▶ _Objective_
Pull out every line of the material that contains the word "black", copying each one in full.

▶ _Data listing_
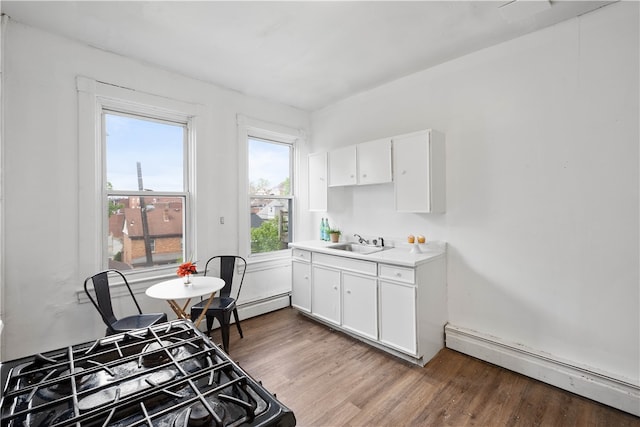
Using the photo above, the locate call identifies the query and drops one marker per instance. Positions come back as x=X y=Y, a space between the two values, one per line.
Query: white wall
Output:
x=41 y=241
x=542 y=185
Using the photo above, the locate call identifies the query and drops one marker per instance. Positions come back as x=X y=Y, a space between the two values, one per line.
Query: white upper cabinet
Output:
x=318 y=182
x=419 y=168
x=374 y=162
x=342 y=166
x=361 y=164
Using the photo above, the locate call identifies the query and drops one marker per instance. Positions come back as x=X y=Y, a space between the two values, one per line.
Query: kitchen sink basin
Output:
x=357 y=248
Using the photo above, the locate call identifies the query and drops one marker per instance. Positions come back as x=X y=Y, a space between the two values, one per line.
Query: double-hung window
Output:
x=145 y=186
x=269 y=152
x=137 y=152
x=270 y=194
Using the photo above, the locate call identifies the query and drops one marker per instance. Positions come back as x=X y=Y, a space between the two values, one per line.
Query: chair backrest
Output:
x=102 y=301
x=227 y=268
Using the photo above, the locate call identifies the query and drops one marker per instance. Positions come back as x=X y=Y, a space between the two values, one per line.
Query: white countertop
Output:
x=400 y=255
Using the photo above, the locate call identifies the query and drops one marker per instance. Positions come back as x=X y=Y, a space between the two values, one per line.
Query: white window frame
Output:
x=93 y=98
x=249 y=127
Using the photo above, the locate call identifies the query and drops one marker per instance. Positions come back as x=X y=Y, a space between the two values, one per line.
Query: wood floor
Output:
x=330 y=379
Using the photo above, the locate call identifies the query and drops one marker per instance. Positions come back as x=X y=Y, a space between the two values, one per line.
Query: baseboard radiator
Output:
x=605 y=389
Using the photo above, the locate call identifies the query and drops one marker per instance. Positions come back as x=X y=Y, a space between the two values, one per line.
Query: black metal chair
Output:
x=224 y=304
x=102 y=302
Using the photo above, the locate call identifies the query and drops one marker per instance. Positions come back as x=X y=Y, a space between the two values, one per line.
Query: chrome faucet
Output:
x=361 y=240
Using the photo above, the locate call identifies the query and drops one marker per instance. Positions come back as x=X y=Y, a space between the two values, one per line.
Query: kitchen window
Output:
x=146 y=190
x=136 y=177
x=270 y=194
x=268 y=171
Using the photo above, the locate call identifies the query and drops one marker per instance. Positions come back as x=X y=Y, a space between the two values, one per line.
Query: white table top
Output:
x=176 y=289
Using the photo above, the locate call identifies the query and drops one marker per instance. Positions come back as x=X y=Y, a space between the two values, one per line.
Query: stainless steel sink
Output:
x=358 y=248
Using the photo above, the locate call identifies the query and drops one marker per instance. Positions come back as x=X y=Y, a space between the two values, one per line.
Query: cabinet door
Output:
==
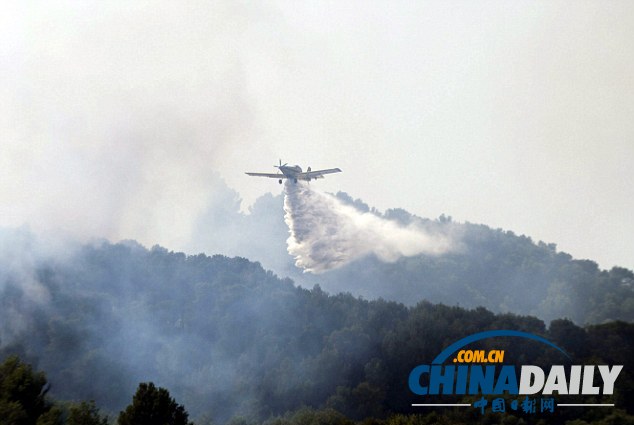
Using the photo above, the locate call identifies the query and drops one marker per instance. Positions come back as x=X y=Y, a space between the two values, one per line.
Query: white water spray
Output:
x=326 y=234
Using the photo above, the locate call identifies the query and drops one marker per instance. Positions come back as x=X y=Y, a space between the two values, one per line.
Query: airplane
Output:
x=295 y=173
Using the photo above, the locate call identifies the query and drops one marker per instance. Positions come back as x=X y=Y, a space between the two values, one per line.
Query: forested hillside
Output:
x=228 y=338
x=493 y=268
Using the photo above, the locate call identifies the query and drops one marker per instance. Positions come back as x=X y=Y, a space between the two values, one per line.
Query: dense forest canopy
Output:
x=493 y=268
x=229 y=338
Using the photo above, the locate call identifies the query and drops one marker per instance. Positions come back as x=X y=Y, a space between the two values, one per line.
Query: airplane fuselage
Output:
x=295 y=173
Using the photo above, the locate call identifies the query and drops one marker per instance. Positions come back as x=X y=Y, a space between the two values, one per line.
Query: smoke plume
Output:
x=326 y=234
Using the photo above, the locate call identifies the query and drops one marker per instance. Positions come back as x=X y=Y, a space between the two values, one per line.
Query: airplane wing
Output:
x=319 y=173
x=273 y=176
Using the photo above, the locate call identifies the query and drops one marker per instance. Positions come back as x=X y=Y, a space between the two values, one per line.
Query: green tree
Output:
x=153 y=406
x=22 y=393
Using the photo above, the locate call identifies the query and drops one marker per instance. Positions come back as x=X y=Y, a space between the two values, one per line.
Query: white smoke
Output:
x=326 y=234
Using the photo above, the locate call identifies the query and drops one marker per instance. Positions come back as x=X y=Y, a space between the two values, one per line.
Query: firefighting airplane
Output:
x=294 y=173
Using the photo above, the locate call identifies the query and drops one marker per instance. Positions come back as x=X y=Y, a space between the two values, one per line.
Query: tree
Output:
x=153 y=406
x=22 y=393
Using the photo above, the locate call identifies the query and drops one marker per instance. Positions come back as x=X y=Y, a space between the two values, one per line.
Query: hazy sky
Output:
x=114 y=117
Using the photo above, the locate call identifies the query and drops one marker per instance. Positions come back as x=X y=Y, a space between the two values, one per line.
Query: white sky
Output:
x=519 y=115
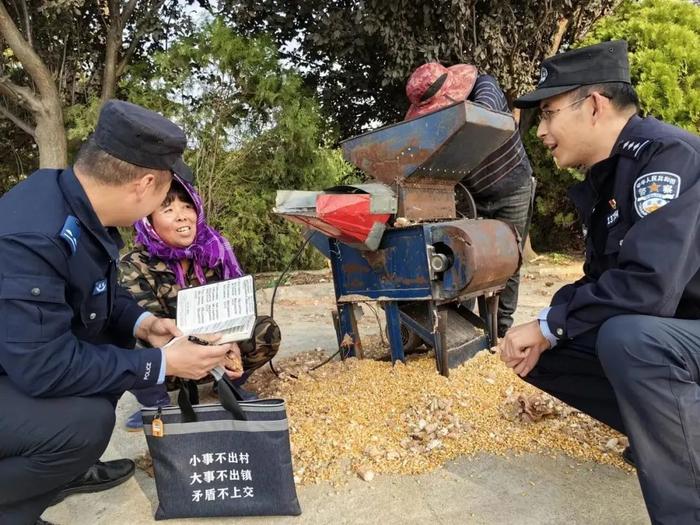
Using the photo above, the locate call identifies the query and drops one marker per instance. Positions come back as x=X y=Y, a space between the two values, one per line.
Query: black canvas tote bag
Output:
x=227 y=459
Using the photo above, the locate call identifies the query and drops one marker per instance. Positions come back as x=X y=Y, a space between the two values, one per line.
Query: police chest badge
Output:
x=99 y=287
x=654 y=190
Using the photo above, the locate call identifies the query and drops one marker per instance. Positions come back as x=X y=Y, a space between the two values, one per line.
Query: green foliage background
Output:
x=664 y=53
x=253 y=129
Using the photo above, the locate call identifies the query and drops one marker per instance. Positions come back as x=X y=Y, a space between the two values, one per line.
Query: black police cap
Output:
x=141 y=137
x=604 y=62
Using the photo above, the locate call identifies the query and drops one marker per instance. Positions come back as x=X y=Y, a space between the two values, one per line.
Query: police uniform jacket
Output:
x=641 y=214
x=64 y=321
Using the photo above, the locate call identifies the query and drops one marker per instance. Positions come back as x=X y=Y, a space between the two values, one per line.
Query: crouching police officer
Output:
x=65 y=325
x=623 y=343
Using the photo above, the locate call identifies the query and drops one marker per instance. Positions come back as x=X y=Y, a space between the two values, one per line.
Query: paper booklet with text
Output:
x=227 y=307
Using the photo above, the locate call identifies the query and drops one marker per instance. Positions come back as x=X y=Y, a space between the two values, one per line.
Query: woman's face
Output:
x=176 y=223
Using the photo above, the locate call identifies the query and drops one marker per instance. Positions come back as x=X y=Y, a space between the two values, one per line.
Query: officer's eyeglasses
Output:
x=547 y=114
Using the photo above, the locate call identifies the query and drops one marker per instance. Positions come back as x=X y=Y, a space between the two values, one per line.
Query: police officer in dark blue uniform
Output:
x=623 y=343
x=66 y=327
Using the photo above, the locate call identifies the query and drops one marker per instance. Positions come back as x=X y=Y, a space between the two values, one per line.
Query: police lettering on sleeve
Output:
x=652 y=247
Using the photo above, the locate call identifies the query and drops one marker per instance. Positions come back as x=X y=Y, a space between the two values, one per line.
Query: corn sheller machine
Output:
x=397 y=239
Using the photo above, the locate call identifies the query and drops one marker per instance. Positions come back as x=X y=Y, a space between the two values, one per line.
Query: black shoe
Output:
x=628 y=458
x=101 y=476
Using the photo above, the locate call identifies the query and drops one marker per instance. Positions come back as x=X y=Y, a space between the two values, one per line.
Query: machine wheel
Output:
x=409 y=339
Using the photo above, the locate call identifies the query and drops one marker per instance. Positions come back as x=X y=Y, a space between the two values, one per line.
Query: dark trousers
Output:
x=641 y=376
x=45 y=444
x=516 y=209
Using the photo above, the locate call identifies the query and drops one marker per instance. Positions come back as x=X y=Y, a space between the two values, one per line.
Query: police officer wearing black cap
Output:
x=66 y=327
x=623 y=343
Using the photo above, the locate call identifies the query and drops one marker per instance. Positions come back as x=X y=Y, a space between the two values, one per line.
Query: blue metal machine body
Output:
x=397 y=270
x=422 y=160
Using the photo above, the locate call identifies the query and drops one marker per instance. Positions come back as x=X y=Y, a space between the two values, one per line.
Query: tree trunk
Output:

▶ _Reply_
Query: black metal chair
Query: black canvas tote bag
Query: black police cap
Query: black shoe
Query: police officer wearing black cap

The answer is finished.